● Problem description
Reproduce the stretch of the entries below from the start through the line containing "x=132, y=95", with every "arched window" changed to "rounded window" and everything else unchanged. Leave the pictures out of your answer.

● Data provided

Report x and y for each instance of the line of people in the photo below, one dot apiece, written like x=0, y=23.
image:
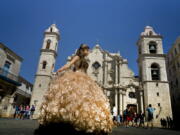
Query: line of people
x=129, y=118
x=24, y=112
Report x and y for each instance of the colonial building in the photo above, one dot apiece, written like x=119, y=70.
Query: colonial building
x=153, y=75
x=173, y=68
x=10, y=82
x=45, y=66
x=111, y=72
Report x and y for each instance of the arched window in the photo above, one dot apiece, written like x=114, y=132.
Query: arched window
x=51, y=29
x=48, y=44
x=155, y=72
x=96, y=65
x=152, y=47
x=44, y=65
x=150, y=33
x=132, y=95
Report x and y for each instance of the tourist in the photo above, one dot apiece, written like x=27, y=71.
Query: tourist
x=32, y=111
x=141, y=118
x=27, y=112
x=115, y=114
x=16, y=113
x=150, y=118
x=126, y=115
x=22, y=111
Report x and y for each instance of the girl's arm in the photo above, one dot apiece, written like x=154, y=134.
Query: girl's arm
x=68, y=65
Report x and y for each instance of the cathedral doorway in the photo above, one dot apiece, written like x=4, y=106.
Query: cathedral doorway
x=133, y=108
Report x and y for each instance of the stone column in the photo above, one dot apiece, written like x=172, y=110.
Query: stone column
x=123, y=103
x=116, y=99
x=120, y=102
x=142, y=102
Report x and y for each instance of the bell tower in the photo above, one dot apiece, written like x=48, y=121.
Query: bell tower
x=47, y=60
x=153, y=75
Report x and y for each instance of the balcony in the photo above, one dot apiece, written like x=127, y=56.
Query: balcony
x=9, y=77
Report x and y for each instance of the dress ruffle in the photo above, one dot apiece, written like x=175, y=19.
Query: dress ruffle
x=76, y=99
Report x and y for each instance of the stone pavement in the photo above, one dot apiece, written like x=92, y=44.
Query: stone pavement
x=27, y=127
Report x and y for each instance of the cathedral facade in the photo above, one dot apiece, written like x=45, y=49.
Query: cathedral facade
x=111, y=72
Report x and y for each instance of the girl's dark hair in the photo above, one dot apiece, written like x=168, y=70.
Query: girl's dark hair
x=82, y=47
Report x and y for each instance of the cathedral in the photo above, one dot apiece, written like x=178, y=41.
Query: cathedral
x=111, y=72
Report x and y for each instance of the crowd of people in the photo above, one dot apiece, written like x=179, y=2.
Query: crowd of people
x=24, y=111
x=167, y=123
x=129, y=117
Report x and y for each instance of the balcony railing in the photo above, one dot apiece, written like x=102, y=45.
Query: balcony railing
x=8, y=75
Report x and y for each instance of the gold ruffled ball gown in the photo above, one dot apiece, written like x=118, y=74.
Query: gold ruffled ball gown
x=74, y=98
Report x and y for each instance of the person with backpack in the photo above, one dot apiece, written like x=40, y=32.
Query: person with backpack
x=150, y=116
x=32, y=111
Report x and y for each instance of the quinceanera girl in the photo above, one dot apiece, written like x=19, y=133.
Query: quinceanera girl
x=76, y=101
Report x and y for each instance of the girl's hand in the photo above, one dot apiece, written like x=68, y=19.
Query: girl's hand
x=59, y=70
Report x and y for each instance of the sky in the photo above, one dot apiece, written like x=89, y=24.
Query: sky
x=114, y=24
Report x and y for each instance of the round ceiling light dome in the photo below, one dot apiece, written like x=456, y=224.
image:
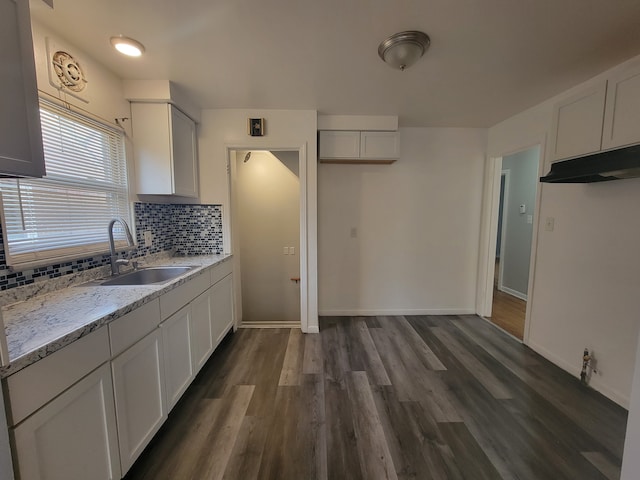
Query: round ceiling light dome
x=403, y=49
x=127, y=46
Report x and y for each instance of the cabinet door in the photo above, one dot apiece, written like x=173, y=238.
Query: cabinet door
x=577, y=123
x=185, y=160
x=139, y=391
x=152, y=148
x=176, y=342
x=20, y=134
x=379, y=145
x=74, y=436
x=201, y=329
x=222, y=298
x=339, y=144
x=622, y=114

● Answer in full
Report x and y for each instance of the line of people in the photo below, one dot apiece, written like x=0, y=23.
image:
Query: line of people
x=129, y=118
x=24, y=112
Report x and y for each instance of the colonial building in the photo above, one dot apiece, written like x=119, y=70.
Query: colonial building
x=153, y=75
x=173, y=68
x=10, y=82
x=45, y=66
x=111, y=72
Report x and y for each instance of the rounded window in the photo above, one dot apiece, written like x=114, y=132.
Query: rounded window
x=51, y=29
x=48, y=44
x=155, y=72
x=96, y=65
x=152, y=47
x=44, y=65
x=150, y=33
x=132, y=95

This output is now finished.